Description of the task: Look for "Put a point on every instance of the black suv;" in the records below, then copy that line and every line after it, exactly and with nothing added.

(Coordinate annotation records)
--------------------------------

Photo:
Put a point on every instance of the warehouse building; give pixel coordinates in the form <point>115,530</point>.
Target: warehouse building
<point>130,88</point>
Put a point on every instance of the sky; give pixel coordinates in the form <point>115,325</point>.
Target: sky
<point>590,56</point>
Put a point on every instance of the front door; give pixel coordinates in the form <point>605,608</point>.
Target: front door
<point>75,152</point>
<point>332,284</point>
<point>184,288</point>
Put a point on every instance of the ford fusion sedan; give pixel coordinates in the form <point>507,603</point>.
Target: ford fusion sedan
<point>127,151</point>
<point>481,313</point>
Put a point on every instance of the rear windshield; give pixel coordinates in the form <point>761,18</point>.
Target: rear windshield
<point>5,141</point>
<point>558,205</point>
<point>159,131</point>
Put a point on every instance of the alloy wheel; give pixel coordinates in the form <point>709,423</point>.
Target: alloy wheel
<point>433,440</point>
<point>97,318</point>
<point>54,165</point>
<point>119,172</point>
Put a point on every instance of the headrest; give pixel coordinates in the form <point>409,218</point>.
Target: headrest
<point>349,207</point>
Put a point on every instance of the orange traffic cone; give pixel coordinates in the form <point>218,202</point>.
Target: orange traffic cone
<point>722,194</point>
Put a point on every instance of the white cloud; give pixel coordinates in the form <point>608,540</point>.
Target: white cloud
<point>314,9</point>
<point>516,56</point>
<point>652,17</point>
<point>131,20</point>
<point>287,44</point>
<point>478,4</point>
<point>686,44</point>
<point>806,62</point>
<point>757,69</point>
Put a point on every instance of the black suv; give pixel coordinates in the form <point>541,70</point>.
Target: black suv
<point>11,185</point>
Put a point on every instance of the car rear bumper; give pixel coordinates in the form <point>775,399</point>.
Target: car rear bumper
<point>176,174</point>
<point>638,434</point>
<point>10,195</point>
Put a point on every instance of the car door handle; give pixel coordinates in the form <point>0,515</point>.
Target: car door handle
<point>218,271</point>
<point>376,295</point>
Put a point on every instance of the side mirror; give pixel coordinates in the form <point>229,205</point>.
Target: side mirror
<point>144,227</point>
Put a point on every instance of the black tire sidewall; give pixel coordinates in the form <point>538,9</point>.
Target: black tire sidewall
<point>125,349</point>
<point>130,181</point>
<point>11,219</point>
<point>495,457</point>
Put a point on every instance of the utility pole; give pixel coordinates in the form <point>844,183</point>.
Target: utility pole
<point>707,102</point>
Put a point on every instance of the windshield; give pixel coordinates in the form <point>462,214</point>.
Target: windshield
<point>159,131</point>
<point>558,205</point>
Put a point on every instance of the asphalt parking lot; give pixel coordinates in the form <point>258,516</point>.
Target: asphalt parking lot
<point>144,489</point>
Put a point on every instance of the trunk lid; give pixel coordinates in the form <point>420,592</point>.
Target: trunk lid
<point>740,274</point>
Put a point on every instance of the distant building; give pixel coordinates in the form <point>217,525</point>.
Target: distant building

--------------------------------

Finished exercise:
Put a point on every instance of the black suv; give pixel coordinates in the form <point>541,70</point>.
Target: black suv
<point>11,185</point>
Put a point on every instance of the car rear bumper; give pixel coordinates in the form <point>775,399</point>.
Target: car rear bumper
<point>176,174</point>
<point>638,434</point>
<point>10,195</point>
Put a point on every instance of the car door handle; give pixel coordinates in the form <point>0,515</point>.
Target: car door handle
<point>218,271</point>
<point>376,295</point>
Put a point on every instance of the side mirror; give pixel coordinates in the form <point>229,205</point>.
Target: side mirror
<point>144,227</point>
Put a point on every instance of the black tire sidewall; give pixel coordinates in the form <point>538,9</point>.
Target: black tire sidewall
<point>125,349</point>
<point>130,181</point>
<point>11,219</point>
<point>495,457</point>
Put a point on every instance of the utility pole; give pixel coordinates in the form <point>844,183</point>.
Target: utility pole
<point>707,102</point>
Put a point on every instance of the windshield; give pixel coordinates in the form <point>462,214</point>.
Target: windshield
<point>159,131</point>
<point>558,205</point>
Put a point on every instance of the asphalt parking lot; give pixel coordinates in the form <point>258,516</point>.
Target: asphalt parking lot
<point>144,489</point>
Put a point on every instance of the trunk lid; give pixel coordinates in the form <point>420,592</point>.
Target: trunk lid
<point>740,274</point>
Put a point on every instance of the distant building; give pixel coordinates in the form <point>217,525</point>.
Target: distant building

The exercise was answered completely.